### 阅读文章
====

作者简介:陈众议,男,中国社会科学院外国文学研究所所长、研究员,博士生导师。并为中国作家协会全委会委员,中国外国文学学会会长。

莫言于2012年9月赠陈众议字幅:“看一江春水,鸥翔鹭起;盼千帆竞发,破浪乘风。”

●我不同意将莫言框定为魔幻现实主义作家,他确曾受到,甚至持久地受到拉美作家的启发,譬如他们从先锋到整合、从个人幻想到集体无意识的强大转变;但在很多时候或更深意义上,他与拉美文学的关系属于美丽的神交。莫言的想象力来自他对生活的艺术提炼与擢升,尤其是他对故乡、对土地的深沉眷恋和由此生发的无如叹息、不懈抗争。
    ●世界文学的发展总体呈现由高向低、由外而内、由强到弱、由宽到窄、由大到小的倾向。这五种倾向在文艺复兴运动和之后的自由主义思潮中呈现出加速发展态势。但莫言的小说见证了某种顽强的抵抗。譬如他对传统的关注、对大我的拥抱、对内外两面的重视等等,貌似“以不变应万变”,而骨子里或潜意识中却不失为是一种持守、一种既向前又向后的追寻。
    莫言获奖是一件大事。曾几何时,每逢十月长假,总有媒体朋友来电询问有关情况。老实说,我猜过,骂过,上过央视新闻直播间……这几年就再也不想接受采访了,结果“当啷”一声,诺奖落到了老莫头上。首先,它意味着诺奖的转向;其次,国人的“诺奖情结”可以就此打住;再次,大江健三郎和所有关心中国文学的朋友终于可以松一口气了。
    莫言的获奖具有里程碑式的意义,它标志着诺奖的转向
    

    但是,对于中国文学而言,这只是万里长征走完了第一步,况且诺奖也远非评价文学的唯一标准。撇开今年,从最近十年获得诺贝尔文学奖的名单和他们的作品可以看出,一向表示拥抱理想主义的诺贝尔文学奖确实大都颁给了一些有着明显自由主义倾向的作家,这些人大都对所在国家政府持批判,甚至否定态度,这几乎也是瑞典学院的一贯选择。从上世纪80年代开始,这种倾向更为强烈地凸现出来。在这之前,譬如冷战时期,这个奖项也曾落到一些左翼知识分子身上,譬如萨特、聂鲁达、马尔克斯等,从而体现出相对的包容度。当然,这种包容度在冷战之前就更为明显。因此,诺贝尔文学奖的评选原则并非铁板一块,它具有鲜明的时代特征。而“理想主义”原则过于宽泛。

====

### 条目列表

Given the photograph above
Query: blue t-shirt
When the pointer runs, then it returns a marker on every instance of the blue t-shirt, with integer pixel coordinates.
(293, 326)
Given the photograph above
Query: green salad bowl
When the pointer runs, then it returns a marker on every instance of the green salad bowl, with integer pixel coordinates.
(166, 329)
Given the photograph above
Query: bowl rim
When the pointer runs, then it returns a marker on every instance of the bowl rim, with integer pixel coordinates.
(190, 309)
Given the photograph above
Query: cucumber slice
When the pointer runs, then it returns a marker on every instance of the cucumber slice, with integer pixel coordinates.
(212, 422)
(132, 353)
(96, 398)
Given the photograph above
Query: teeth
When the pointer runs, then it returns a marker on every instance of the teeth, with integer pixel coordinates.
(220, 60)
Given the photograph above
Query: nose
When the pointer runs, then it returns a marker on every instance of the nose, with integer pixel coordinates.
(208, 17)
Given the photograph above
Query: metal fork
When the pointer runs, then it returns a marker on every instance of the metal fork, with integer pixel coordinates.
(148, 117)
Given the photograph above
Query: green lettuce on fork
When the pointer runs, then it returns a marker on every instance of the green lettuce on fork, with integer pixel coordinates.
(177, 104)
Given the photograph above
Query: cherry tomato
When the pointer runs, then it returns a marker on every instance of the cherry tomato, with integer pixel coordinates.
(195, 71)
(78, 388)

====

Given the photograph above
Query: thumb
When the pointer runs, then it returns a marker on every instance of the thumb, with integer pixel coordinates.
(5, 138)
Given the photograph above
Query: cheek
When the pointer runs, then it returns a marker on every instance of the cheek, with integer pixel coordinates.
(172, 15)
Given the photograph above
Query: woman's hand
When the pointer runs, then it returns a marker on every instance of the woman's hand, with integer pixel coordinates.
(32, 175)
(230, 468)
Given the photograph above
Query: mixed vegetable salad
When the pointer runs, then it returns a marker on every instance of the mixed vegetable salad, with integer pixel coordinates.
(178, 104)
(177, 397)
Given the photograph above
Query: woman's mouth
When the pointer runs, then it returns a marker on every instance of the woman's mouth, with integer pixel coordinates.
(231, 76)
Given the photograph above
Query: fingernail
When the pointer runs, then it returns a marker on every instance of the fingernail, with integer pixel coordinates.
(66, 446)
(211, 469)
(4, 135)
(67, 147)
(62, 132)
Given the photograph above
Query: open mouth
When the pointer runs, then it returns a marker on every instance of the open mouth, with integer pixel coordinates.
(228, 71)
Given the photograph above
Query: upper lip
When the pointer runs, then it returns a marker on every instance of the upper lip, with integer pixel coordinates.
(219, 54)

====

### 练习题目
1) 根据阅读文章,冷战时期诺贝尔文学奖曾授予过哪几位左翼知识分子?
2) 请原样返回阅读文章中的一段文字,从含有“莫言于2012年9月赠陈众议”的地方开始,到“学的朋友终于可以松一口气了。”之后结束。

### 参考答案
1) 萨特、聂鲁达、马尔克斯等。

2)
莫言于2012年9月赠陈众议字幅:“看一江春水,鸥翔鹭起;盼千帆竞发,破浪乘风。”

●我不同意将莫言框定为魔幻现实主义作家,他确曾受到,甚至持久地受到拉美作家的启发,譬如他们从先锋到整合、从个人幻想到集体无意识的强大转变;但在很多时候或更深意义上,他与拉美文学的关系属于美丽的神交。莫言的想象力来自他对生活的艺术提炼与擢升,尤其是他对故乡、对土地的深沉眷恋和由此生发的无如叹息、不懈抗争。
    ●世界文学的发展总体呈现由高向低、由外而内、由强到弱、由宽到窄、由大到小的倾向。这五种倾向在文艺复兴运动和之后的自由主义思潮中呈现出加速发展态势。但莫言的小说见证了某种顽强的抵抗。譬如他对传统的关注、对大我的拥抱、对内外两面的重视等等,貌似“以不变应万变”,而骨子里或潜意识中却不失为是一种持守、一种既向前又向后的追寻。
    莫言获奖是一件大事。曾几何时,每逢十月长假,总有媒体朋友来电询问有关情况。老实说,我猜过,骂过,上过央视新闻直播间……这几年就再也不想接受采访了,结果“当啷”一声,诺奖落到了老莫头上。首先,它意味着诺奖的转向;其次,国人的“诺奖情结”可以就此打住;再次,大江健三郎和所有关心中国文学的朋友终于可以松一口气了。